→ **What is being asked**: An exact, complete copy of the entries is what is needed.
Supplied records Start Marker
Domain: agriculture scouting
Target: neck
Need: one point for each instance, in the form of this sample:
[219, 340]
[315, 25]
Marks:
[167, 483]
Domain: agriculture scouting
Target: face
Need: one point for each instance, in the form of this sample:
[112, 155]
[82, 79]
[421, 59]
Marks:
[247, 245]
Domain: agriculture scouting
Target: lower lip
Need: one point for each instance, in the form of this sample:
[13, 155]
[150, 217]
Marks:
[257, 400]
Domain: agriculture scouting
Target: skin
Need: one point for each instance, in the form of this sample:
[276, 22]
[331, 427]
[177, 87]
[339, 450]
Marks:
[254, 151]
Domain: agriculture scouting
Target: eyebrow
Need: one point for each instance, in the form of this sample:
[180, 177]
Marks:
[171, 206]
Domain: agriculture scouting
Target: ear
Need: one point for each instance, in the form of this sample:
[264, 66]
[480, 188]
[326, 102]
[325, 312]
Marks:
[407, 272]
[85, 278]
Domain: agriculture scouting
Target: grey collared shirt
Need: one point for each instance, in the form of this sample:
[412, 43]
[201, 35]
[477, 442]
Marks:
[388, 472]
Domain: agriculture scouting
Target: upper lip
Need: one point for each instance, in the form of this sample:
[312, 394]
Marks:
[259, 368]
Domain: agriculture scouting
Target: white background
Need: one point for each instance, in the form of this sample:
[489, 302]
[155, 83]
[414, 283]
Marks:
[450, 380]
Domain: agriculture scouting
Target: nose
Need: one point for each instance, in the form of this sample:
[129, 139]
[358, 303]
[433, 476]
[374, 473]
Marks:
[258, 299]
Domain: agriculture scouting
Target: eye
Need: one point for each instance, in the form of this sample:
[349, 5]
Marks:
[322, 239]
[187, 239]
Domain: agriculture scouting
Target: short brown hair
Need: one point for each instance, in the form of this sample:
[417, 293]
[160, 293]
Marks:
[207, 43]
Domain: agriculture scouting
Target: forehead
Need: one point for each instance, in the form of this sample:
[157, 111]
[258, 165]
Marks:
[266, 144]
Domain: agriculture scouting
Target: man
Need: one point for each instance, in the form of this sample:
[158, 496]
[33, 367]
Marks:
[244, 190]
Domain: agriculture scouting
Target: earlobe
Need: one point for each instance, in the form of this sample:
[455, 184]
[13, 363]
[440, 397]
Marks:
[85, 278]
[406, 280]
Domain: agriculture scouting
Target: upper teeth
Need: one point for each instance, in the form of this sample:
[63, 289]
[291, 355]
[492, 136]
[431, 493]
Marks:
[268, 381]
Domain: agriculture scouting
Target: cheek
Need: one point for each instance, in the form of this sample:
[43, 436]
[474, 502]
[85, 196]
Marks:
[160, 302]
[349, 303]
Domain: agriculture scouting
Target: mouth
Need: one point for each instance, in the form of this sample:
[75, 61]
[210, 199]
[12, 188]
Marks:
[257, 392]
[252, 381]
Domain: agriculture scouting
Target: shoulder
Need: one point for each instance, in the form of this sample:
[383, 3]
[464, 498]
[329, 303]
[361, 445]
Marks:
Supplied records End Marker
→ **Answer section**:
Domain: agriculture scouting
Target: neck
Need: one point for each instance, in the form of this sample:
[219, 340]
[315, 25]
Marks:
[167, 483]
Domain: agriculture scouting
Target: face
Need: one point for each instance, in the form of this sample:
[112, 155]
[82, 79]
[421, 59]
Marks:
[247, 245]
Domain: agriculture scouting
Target: lower lip
Need: one point for each instance, in the form of this sample:
[13, 155]
[150, 217]
Marks:
[257, 400]
Domain: agriculture scouting
Target: skin
Need: one point for each instance, in the form of this sample:
[276, 22]
[331, 427]
[177, 87]
[339, 450]
Marks:
[254, 151]
Domain: agriculture scouting
Target: eyebrow
Need: one point for each instance, in the form of this sample:
[180, 177]
Marks:
[171, 206]
Domain: agriculture scouting
Target: ear
Need: one point for each instance, in the form of this sample:
[264, 66]
[480, 188]
[326, 102]
[325, 312]
Marks:
[407, 272]
[85, 278]
Domain: agriculture scouting
Target: grey collared shirt
Need: one point for each instance, in the form of this sample:
[412, 43]
[201, 35]
[477, 442]
Marks:
[388, 472]
Domain: agriculture scouting
Target: upper lip
Need: one point for each instance, in the form of this sample:
[312, 394]
Marks:
[259, 368]
Domain: agriculture scouting
Target: white background
Need: one point for each instance, in the form of this sample:
[489, 302]
[155, 83]
[414, 283]
Marks:
[450, 380]
Domain: agriculture scouting
Target: nose
Need: one point for each instance, in the form of this sample:
[129, 139]
[358, 303]
[433, 476]
[374, 473]
Marks:
[258, 299]
Domain: agriculture scouting
Target: eye
Need: one point for each instance, in the form of this sample:
[349, 5]
Marks:
[322, 239]
[187, 239]
Domain: agriculture scouting
Target: short brown hair
Need: one point for each instance, in the form of this sample:
[417, 293]
[160, 293]
Marks:
[207, 43]
Domain: agriculture scouting
Target: forehead
Need: one point for each instance, in the form of this sample:
[157, 111]
[258, 165]
Marks:
[266, 144]
Domain: agriculture scouting
Target: man
Need: one point for each instance, in the form of this sample:
[158, 496]
[33, 367]
Marks:
[244, 190]
Domain: agriculture scouting
Target: earlobe
Need: one point for each instance, in the form of this sample:
[455, 184]
[13, 363]
[440, 397]
Marks:
[85, 278]
[406, 280]
Domain: agriculture scouting
Target: upper teeth
Need: one point for each instance, in the form of this sample:
[63, 289]
[291, 355]
[492, 136]
[431, 493]
Marks:
[268, 381]
Domain: agriculture scouting
Target: cheek
Need: one point for each instance, in the form of this sample:
[43, 436]
[474, 502]
[85, 196]
Marks:
[160, 302]
[349, 303]
Domain: agriculture scouting
Target: mouth
Need: one point for each instance, in the form of this sample:
[75, 61]
[210, 199]
[12, 188]
Marks:
[257, 392]
[252, 381]
Domain: agriculture scouting
Target: shoulder
Need: one point for each instance, in the form of this sample:
[383, 3]
[464, 498]
[329, 303]
[361, 445]
Marks:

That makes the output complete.